Supplied text:

If this ACK is not received for a long time, the server will retransmit the FIN packet, with the number of retransmissions still controlled by the tcp_orphan_retries parameter, which is the same as the way the client retransmits the FIN packet.

What happens if the fourth termination step is lost?

When the client receives the server's third termination step, which is the FIN packet, it will send an ACK packet back to the server, which is the fourth termination step. At this point, the client's connection enters the TIME_WAIT state.
In a Linux system, the TIME_WAIT state lasts for 2MSL before entering the closed state.
Then, the server (passive closing party) remains in the LAST_ACK state until it receives the ACK packet.
If the fourth termination step's ACK packet does not reach the server, the server will retransmit the FIN packet, with the number of retransmissions still controlled by the previously mentioned tcp_orphan_retries parameter.

Why is the waiting time for TIME_WAIT 2MSL?#

MSL is Maximum Segment Lifetime, the maximum lifetime of a packet, which is the longest time any packet can exist in the network. If it exceeds this time, the packet will be discarded. Since TCP packets are based on the IP protocol, and the IP header has a TTL field, which is the maximum number of hops a packet can take through routers, the value decreases by 1 with each router it passes. When this value reaches 0, the packet will be discarded, and an ICMP packet will be sent to notify the source host.
The difference between MSL and TTL: MSL is measured in time, while TTL is measured in hops. Therefore, MSL should be greater than or equal to the time it takes for TTL to reach 0 to ensure that packets have naturally disappeared.
The TTL value is generally 64, and Linux sets MSL to 30 seconds, meaning that Linux believes that the time taken for a packet to pass through 64 routers will not exceed 30 seconds. If it exceeds this time, it is considered that the packet has disappeared in the network.
TIME_WAIT waits for 2 times the MSL, which is reasonably explained as: there may be data packets from the sender in the network, and when these packets are processed by the receiver, they will send responses back to the sender, so the round trip requires waiting for 2 times the time.

Why is the TIME_WAIT state needed?#

There are two main reasons:

To prevent data from historical connections from being incorrectly received by subsequent connections with the same four-tuple;
To ensure that the party "passively closing the connection" can be correctly closed;

What are the dangers of excessive TIME_WAIT?#

For the server, it occupies system resources such as file descriptors, memory resources, CPU resources, thread resources, etc.;
For the client, it occupies port resources, which are also limited. Generally, the available port range is 32768 to 61000, which can also be specified through the net.ipv4.ip_local_port_range parameter.

(Recorded data)

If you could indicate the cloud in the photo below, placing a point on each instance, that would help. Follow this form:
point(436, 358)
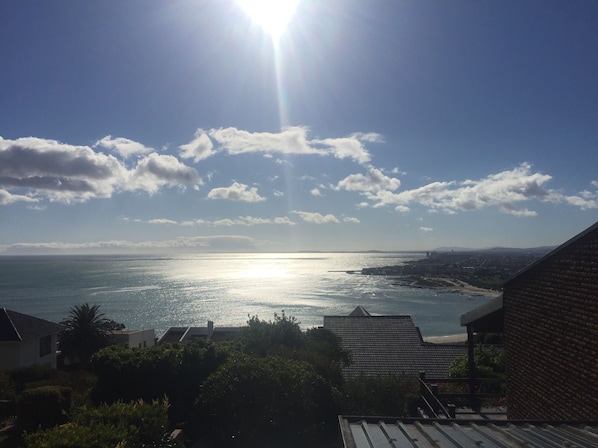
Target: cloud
point(9, 198)
point(503, 190)
point(216, 243)
point(162, 221)
point(68, 173)
point(316, 218)
point(200, 148)
point(292, 140)
point(122, 146)
point(373, 180)
point(158, 170)
point(236, 192)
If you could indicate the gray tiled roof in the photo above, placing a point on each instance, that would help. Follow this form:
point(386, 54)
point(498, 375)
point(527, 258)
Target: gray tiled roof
point(20, 327)
point(390, 345)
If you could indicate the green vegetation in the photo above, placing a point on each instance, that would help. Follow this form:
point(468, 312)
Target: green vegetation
point(273, 385)
point(87, 331)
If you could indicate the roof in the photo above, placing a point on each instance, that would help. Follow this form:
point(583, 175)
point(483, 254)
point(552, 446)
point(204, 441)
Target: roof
point(390, 345)
point(367, 432)
point(15, 327)
point(487, 318)
point(563, 246)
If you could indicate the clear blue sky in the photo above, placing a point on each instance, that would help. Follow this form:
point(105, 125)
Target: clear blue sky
point(152, 125)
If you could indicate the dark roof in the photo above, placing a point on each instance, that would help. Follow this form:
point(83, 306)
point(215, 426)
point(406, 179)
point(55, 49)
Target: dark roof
point(15, 327)
point(563, 246)
point(487, 318)
point(390, 345)
point(368, 432)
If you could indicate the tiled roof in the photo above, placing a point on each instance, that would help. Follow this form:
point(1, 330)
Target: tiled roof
point(383, 345)
point(21, 327)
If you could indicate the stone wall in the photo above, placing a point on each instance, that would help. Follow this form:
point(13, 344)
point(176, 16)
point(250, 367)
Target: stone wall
point(551, 335)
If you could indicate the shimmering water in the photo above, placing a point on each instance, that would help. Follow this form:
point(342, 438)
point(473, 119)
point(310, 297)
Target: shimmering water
point(159, 292)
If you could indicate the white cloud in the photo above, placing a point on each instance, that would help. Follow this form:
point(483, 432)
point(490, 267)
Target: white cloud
point(292, 140)
point(373, 180)
point(9, 198)
point(162, 221)
point(503, 190)
point(157, 170)
point(316, 218)
point(122, 146)
point(236, 192)
point(200, 148)
point(66, 173)
point(193, 244)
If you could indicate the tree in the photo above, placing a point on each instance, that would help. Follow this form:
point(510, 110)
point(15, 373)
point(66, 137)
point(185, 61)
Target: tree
point(87, 331)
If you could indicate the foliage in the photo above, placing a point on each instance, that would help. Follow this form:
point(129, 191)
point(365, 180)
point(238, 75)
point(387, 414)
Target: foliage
point(281, 336)
point(489, 363)
point(378, 395)
point(251, 400)
point(87, 331)
point(176, 371)
point(43, 406)
point(120, 424)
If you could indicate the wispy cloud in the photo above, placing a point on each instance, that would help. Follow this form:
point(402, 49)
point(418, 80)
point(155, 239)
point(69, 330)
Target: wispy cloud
point(372, 180)
point(236, 192)
point(504, 190)
point(68, 173)
point(316, 218)
point(122, 146)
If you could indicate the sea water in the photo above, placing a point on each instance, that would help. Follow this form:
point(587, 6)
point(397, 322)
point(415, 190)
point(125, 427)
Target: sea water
point(156, 292)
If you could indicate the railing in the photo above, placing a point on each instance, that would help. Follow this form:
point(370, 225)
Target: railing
point(432, 402)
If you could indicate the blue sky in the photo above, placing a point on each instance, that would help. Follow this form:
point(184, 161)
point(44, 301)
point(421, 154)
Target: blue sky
point(390, 125)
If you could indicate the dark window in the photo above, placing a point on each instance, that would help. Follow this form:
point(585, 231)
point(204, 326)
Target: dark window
point(45, 345)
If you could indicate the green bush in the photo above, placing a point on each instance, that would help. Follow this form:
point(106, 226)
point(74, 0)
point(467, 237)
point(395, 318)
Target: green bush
point(43, 407)
point(251, 400)
point(123, 425)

Instruction 1:
Answer these questions using the text on TCP connection termination:
(a) Which parameter controls how many times the FIN packet is retransmitted?
(b) How many seconds does Linux set as the MSL?
(c) What port range is generally available to the client?
Instruction 2:
Pick up the text on TCP connection termination after its final sentence and write the next part.

Expected answer 1:
(a) tcp_orphan_retries
(b) 30 seconds
(c) 32768 to 61000

Expected answer 2:
How to optimize TIME_WAIT?#

Enable the net.ipv4.tcp_tw_reuse and net.ipv4.tcp_timestamps options;
This allows sockets in the TIME_WAIT state to be reused for new connections. One point to note is that the tcp_tw_reuse feature can only be used by the client (the connection initiator) because when this feature is enabled, the kernel will randomly find a connection in the TIME_WAIT state that has exceeded 1 second to reuse for the new connection.
net.ipv4.tcp_max_tw_buckets
This value defaults to 18000. When the number of connections in the TIME_WAIT state exceeds this value, the system will reset the subsequent TIME_WAIT connection states. This method is relatively aggressive.
Use SO_LINGER in the program to forcefully close with RST.
If l_onoff is non-zero and l_linger is 0, then calling close will send a RST flag to the other party, and this TCP connection will skip the four-way handshake and the TIME_WAIT state, closing directly.

What are the reasons for a server to have a large number of TIME_WAIT states?#

The TIME_WAIT state only appears for the party that actively closes the connection. Therefore, if the server has a large number of TCP connections in the TIME_WAIT state, it indicates that the server has actively closed many TCP connections.
In what scenarios will the server actively close connections?

The first scenario: HTTP does not use long connections.
If either party's HTTP header contains Connection: close, the HTTP long connection mechanism cannot be used. After completing an HTTP request/processing, the connection will be closed.
According to the implementation of most web services, regardless of which party disables HTTP Keep-Alive, the server actively closes the connection.
The second scenario: HTTP long connection timeout.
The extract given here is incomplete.